EXERCISE REQUIREMENTS =
Determine how many lines in the data below contain "green" and write only that number.

EXERCISE DATA Block Start

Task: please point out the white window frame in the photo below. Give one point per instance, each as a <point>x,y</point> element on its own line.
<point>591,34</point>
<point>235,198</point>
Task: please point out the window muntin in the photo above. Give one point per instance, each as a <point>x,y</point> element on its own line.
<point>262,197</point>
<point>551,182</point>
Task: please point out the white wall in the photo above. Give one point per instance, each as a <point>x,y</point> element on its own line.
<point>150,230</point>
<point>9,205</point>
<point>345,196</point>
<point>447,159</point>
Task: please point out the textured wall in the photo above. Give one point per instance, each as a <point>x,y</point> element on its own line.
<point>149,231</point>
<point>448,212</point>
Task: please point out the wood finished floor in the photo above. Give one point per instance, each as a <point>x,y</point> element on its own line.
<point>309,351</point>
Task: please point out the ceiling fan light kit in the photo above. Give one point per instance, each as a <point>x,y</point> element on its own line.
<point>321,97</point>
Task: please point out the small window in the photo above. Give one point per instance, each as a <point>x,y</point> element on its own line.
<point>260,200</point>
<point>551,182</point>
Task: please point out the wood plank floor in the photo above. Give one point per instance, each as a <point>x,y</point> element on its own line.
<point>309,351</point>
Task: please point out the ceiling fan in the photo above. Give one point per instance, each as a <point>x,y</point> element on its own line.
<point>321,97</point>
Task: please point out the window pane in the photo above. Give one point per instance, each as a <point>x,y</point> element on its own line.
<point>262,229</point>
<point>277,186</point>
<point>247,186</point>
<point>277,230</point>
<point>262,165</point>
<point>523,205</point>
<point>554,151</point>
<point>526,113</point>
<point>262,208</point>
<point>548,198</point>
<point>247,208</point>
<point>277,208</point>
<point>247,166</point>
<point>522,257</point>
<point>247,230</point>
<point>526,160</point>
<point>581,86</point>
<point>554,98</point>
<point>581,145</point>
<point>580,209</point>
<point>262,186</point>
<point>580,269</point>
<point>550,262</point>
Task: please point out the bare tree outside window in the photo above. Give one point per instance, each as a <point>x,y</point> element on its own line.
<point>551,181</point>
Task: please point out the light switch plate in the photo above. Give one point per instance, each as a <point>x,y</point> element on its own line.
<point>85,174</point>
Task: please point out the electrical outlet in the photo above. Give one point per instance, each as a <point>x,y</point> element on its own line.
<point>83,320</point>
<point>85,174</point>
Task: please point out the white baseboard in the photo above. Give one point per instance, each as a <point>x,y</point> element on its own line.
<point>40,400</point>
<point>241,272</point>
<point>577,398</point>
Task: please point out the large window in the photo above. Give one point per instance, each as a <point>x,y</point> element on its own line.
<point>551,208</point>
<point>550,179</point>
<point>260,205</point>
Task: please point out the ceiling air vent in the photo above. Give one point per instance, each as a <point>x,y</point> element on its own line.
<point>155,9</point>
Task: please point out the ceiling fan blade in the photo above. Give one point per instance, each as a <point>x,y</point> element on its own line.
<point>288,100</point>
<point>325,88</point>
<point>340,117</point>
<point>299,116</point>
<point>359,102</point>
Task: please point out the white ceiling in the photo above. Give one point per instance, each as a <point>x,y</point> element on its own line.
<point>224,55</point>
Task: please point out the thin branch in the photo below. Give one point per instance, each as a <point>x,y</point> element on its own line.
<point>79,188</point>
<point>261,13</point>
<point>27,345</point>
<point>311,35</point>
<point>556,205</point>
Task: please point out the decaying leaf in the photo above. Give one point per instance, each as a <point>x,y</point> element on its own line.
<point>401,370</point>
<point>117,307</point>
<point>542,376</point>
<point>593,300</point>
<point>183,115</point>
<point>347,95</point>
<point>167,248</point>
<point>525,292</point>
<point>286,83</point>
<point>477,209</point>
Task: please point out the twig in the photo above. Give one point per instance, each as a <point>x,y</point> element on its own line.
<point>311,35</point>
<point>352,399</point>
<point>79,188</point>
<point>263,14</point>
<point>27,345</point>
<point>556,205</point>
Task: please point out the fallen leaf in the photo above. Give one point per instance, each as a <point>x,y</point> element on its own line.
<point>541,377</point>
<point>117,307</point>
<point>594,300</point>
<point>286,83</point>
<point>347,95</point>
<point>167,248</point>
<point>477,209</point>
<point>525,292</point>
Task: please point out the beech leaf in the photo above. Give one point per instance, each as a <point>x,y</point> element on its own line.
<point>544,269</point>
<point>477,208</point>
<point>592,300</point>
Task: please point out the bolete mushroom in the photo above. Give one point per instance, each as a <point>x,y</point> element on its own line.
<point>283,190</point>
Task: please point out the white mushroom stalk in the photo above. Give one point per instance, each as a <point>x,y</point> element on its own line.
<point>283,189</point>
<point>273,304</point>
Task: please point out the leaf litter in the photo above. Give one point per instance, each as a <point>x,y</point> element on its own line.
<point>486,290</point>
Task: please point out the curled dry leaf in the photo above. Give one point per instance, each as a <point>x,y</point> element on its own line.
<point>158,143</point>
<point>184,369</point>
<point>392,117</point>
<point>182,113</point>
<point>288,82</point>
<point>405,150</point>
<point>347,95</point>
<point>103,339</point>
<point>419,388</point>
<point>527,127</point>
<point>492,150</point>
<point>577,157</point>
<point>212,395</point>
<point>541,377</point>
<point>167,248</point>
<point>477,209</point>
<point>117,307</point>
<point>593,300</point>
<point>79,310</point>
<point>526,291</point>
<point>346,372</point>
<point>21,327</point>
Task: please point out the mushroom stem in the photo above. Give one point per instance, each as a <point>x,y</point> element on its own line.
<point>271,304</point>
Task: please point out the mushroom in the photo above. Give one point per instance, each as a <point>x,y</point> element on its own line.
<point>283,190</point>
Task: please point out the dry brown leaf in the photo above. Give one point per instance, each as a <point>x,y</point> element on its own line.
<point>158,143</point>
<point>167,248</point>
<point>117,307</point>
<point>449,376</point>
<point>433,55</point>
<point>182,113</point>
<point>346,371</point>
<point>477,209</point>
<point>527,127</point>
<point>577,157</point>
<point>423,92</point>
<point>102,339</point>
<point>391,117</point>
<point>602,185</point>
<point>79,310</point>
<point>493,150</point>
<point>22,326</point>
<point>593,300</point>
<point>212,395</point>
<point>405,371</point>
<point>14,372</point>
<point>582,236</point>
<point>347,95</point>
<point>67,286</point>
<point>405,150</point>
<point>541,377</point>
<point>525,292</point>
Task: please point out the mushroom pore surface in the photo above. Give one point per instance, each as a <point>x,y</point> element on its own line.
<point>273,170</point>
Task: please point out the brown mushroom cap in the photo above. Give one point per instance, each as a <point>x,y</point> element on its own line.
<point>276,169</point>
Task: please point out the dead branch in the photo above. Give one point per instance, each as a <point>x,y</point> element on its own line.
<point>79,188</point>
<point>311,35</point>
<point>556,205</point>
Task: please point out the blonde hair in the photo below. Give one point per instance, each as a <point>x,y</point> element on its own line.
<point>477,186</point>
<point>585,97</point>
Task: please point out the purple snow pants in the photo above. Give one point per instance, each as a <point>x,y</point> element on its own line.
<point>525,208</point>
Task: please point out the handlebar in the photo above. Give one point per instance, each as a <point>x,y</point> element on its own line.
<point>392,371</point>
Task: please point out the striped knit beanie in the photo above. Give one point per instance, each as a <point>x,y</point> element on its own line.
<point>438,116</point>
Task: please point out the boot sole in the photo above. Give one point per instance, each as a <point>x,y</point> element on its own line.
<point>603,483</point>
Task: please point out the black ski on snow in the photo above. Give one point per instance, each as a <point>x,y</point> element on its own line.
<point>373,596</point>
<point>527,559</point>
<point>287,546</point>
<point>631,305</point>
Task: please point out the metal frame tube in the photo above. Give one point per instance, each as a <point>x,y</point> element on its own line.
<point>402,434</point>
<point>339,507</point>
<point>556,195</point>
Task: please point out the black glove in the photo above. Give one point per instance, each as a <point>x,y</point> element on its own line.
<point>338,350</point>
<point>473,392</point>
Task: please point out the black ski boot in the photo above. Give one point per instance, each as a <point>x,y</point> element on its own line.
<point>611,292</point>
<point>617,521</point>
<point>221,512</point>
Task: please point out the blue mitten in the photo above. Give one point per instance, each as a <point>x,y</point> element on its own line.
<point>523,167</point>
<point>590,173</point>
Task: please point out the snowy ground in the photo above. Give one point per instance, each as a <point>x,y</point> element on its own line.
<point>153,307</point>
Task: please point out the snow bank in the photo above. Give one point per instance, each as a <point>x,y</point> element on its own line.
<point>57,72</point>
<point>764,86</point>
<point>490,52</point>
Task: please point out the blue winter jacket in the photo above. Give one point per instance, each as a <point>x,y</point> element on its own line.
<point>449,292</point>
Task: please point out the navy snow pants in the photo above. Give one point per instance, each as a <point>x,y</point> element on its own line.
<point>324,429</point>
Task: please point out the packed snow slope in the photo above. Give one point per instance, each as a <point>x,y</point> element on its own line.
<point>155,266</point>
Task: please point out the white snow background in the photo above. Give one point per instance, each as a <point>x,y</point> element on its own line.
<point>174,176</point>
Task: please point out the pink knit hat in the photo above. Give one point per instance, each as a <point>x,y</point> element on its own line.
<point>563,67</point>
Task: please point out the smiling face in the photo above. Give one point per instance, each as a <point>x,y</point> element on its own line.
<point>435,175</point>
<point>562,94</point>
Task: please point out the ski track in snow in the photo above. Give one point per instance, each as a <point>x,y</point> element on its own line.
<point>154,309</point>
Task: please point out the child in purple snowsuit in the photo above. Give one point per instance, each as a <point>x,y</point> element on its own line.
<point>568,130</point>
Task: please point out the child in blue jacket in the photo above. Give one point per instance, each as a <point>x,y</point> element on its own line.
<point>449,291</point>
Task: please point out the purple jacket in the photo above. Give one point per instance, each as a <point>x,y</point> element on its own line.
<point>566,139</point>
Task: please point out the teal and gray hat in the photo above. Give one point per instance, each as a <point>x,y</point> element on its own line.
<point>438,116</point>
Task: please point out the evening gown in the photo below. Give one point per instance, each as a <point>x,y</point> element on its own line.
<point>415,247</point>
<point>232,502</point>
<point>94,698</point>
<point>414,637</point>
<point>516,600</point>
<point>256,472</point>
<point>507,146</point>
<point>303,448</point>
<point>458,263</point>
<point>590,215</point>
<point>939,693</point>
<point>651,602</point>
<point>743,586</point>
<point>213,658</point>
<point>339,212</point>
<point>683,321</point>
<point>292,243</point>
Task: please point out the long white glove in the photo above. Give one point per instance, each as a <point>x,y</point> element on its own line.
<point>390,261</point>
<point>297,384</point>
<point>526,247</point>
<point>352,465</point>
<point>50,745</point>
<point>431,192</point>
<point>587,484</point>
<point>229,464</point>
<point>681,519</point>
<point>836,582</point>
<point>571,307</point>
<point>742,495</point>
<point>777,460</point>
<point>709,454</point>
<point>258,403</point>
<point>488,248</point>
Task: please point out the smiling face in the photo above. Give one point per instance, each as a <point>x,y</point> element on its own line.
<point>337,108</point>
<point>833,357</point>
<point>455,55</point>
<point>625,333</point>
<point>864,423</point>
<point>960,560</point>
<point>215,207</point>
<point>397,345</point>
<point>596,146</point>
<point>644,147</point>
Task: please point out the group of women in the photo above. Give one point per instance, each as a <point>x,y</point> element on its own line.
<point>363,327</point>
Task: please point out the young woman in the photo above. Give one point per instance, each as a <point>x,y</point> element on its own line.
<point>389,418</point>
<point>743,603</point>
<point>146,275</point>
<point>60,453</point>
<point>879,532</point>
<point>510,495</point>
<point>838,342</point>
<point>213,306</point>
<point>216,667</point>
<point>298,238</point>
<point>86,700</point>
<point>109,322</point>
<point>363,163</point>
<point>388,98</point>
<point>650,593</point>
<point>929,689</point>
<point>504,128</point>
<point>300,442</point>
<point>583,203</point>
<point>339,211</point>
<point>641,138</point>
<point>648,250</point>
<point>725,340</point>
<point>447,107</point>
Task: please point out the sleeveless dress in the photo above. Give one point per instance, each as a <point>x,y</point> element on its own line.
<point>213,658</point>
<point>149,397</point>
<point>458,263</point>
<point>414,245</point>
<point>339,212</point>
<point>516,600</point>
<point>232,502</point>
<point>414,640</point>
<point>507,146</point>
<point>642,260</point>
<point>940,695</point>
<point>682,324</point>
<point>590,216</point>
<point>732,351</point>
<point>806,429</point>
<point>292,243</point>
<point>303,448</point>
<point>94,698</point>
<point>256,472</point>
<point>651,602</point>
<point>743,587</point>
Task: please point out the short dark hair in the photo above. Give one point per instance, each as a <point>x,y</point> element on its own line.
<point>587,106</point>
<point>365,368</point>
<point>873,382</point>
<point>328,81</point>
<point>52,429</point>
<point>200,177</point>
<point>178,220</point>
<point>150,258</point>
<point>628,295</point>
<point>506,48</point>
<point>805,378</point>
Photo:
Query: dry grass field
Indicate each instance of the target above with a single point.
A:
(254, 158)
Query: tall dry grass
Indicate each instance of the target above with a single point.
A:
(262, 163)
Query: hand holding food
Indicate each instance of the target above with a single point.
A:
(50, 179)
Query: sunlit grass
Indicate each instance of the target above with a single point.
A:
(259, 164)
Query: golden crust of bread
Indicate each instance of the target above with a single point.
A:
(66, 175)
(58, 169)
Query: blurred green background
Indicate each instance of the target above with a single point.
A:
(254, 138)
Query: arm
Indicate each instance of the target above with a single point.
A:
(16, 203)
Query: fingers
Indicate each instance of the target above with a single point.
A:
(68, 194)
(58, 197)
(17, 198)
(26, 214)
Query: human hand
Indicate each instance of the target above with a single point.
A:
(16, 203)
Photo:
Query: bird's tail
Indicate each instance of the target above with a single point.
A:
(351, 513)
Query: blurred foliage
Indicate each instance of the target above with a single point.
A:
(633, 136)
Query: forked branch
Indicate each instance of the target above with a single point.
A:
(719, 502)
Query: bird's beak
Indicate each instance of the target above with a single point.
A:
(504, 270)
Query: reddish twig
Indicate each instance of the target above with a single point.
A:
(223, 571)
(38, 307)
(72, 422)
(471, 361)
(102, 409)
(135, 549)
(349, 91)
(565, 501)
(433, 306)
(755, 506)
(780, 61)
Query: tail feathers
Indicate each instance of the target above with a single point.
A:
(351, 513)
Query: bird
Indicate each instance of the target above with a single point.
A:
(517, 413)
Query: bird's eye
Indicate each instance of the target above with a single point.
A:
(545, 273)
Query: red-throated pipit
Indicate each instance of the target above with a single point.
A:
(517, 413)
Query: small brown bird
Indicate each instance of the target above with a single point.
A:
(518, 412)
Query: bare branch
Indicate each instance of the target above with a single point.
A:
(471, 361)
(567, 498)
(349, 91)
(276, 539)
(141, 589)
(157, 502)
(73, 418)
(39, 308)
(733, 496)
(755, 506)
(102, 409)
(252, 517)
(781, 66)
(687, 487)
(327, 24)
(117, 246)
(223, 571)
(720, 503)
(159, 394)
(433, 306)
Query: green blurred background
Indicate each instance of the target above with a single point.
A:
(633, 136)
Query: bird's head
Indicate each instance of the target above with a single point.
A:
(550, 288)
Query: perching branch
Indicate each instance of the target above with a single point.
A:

EXERCISE DATA Block End

EXERCISE OUTPUT =
2